* _Trabajo por hacer_:
a: Reescribe en forma de lista, con sus datos principales, el párrafo del texto sobre Auschwitz que comienza con "Uno de los peores crímenes de la historia".
b: Indica si cada afirmación concuerda con el texto sobre Auschwitz y cita las palabras exactas que lo deciden: (i) Auschwitz fue liberado el 14 de junio de 1940. (ii) En Auschwitz murieron un millón cien mil personas. (iii) A Auschwitz fueron enviadas un millón de personas.

* _Texto seleccionado_:
*****
Auschwitz. Los nazis y la solución final
Laurence Rees
27 enero, 2005 01:00Los miembros de la comisión Frankfurt entran en Auschwitz (1964)
Uno de los peores crímenes de la historia, dice Laurence Rees, puede entenderse mejor si se estudia en el marco de un lugar físico concreto: Auschwitz. A diferencia del antisemitismo en general, aquí podemos hablar de un comienzo determinado, el 14 de junio de 1940, cuando llegan los primeros prisioneros, y un final definido, el 27 de enero de 1945, día de la liberación. Hoy se cumplen 60 años.
Hay que hacer un esfuerzo para que eso no suceda. Cada comportamiento exige ser juzgado en su contexto. Y en el contexto "de la sofisticada cultura europea de mediados del siglo XX", Auschwitz representa el escalón más abyecto de la historia. Los calificativos se quedan cortos y las palabras parecen insuficientes para dar cuenta de tanta vileza, crueldad y vesania. En términos cualitativos y cuantitativos. A Auschwitz fueron enviadas un millón trescientas mil personas. Un millón cien mil murieron allí. Un millón de ellas eran judías. Eso significa que más del noventa por ciento de los asesinados perdieron la vida por haber cometido desde la óptica nazi el crimen de haber nacido judíos.
*****
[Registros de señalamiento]

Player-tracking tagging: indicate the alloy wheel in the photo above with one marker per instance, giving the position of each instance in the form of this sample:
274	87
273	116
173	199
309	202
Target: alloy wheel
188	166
*****
* _Resultados finales_:
a:
- Según Laurence Rees, uno de los peores crímenes de la historia puede entenderse mejor si se estudia en un lugar físico concreto: Auschwitz.
- A diferencia del antisemitismo en general, tiene un comienzo determinado: el 14 de junio de 1940, cuando llegan los primeros prisioneros.
- Tiene también un final definido: el 27 de enero de 1945, día de la liberación.
- Hoy se cumplen 60 años de esa fecha.

b:
(i) No: "el 14 de junio de 1940, cuando llegan los primeros prisioneros, y un final definido, el 27 de enero de 1945, día de la liberación".
(ii) Sí: "Un millón cien mil murieron allí."
(iii) No: "A Auschwitz fueron enviadas un millón trescientas mil personas."